__Directions for this task__. Exactly reproduce the data from its first line through the line with "point_to reports the position of each instance of the red", leaving out every line after it.

◆ ◆ ◆

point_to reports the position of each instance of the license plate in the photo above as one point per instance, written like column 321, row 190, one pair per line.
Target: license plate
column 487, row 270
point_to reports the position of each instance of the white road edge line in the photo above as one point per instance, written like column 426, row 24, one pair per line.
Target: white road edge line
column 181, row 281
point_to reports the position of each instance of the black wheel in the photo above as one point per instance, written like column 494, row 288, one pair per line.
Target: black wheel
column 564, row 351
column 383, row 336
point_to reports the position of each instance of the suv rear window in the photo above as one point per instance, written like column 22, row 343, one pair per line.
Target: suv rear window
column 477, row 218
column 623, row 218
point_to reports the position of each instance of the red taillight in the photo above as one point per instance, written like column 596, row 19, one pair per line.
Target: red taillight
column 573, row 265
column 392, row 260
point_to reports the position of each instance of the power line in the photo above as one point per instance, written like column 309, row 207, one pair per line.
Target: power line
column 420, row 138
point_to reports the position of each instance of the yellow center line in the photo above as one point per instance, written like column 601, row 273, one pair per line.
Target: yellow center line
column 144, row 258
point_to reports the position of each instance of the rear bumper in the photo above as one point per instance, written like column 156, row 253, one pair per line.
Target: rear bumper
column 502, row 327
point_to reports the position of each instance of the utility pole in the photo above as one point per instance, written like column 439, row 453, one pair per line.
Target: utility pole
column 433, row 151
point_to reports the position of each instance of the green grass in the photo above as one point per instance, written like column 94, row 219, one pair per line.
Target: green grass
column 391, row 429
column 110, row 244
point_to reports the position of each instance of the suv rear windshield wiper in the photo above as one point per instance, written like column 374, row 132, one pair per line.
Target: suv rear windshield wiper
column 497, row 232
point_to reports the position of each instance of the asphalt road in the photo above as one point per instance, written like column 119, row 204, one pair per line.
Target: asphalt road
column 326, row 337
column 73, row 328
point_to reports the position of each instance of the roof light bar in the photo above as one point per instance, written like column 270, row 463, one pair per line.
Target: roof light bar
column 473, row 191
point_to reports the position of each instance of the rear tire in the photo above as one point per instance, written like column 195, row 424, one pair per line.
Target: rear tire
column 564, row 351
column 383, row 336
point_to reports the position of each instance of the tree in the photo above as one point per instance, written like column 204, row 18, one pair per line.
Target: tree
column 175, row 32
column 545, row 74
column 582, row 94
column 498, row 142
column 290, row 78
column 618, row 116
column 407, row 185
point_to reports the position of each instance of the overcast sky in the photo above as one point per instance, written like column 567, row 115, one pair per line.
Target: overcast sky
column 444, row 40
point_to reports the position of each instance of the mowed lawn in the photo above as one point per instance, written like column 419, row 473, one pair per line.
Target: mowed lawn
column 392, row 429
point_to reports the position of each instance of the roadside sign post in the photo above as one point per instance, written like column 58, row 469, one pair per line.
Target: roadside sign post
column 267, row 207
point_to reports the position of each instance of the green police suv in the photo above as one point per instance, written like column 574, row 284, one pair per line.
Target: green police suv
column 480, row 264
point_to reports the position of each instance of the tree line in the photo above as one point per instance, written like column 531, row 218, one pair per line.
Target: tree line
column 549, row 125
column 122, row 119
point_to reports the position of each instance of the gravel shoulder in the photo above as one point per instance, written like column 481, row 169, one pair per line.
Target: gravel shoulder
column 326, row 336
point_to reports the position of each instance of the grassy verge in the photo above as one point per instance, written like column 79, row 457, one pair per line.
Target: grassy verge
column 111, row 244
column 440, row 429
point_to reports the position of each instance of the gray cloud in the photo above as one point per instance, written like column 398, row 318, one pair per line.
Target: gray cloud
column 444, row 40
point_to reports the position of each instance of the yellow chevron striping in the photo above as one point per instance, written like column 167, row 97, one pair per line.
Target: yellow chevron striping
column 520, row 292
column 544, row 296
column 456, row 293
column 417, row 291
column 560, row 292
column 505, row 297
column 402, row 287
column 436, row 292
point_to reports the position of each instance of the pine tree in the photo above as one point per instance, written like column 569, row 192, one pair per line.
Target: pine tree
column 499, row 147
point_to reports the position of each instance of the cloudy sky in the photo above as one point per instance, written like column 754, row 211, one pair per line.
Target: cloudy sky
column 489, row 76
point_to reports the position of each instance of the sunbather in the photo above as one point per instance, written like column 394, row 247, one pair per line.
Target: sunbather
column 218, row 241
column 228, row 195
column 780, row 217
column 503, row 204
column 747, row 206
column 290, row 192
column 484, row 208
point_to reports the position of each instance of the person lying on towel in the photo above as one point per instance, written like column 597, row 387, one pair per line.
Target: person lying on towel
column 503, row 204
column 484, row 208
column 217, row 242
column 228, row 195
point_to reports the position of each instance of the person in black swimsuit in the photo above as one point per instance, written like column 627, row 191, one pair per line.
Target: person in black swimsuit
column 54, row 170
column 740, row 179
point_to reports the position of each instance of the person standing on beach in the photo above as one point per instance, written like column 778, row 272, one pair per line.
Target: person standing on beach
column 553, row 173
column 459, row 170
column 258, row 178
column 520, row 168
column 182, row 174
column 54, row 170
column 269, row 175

◆ ◆ ◆

__Task solution__.
point_to reports the position of each instance of the license plate in the photo above as one point per instance, written like column 321, row 190, one pair per line.
Target: license plate
column 487, row 270
point_to reports the position of each instance of the white road edge line in the photo above as one point per instance, written like column 426, row 24, one pair per line.
Target: white road edge line
column 181, row 281
point_to reports the position of each instance of the black wheel in the photo above as one point per instance, written like column 494, row 288, one pair per line.
Target: black wheel
column 564, row 351
column 383, row 336
point_to reports the position of each instance of the suv rear window in the photo above as one point per instance, written like column 22, row 343, one pair per line.
Target: suv rear window
column 477, row 218
column 623, row 218
point_to reports the position of each instance of the red taillight in the photo above as one point per instance, written like column 596, row 19, one pair per line.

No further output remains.